INFORMATION GIVEN
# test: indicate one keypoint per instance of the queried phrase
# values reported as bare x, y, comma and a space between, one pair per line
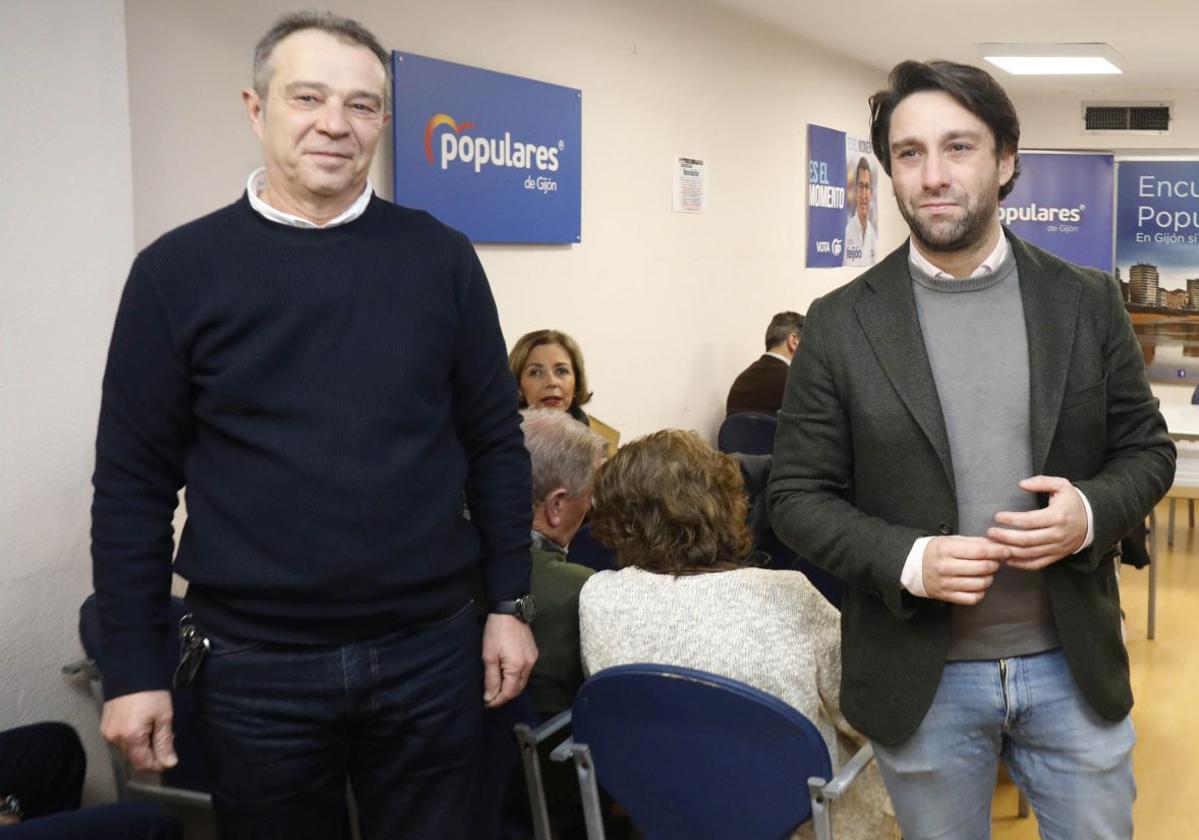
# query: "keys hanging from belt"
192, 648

...

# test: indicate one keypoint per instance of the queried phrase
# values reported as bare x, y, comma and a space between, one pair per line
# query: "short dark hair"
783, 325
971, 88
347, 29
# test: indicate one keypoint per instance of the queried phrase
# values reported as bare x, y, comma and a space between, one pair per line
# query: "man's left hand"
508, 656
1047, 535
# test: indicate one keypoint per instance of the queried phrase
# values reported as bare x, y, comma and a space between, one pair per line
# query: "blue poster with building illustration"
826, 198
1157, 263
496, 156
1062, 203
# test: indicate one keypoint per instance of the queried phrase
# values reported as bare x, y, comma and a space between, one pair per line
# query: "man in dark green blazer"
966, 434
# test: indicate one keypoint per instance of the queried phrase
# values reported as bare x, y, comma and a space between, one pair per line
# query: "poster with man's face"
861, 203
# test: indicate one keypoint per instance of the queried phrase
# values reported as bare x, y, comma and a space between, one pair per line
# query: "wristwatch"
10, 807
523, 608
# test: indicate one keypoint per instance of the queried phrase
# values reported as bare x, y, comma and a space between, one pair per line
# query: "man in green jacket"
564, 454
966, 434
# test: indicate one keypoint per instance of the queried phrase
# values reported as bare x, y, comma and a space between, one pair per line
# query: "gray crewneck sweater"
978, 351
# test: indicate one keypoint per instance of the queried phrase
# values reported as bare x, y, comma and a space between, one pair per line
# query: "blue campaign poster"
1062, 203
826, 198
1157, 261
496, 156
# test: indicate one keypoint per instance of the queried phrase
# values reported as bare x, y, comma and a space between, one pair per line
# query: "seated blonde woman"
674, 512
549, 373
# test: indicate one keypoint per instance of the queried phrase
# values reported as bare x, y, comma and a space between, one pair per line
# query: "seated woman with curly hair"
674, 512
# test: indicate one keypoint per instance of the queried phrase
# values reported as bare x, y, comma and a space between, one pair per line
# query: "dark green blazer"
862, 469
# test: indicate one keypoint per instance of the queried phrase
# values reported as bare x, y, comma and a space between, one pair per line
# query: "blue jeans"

YOUR GOAL
How many lines of the items above contain the string "dark", counting only matches with the same capitalization? Reply with the number alone.

SOLUTION TO THIS TASK
3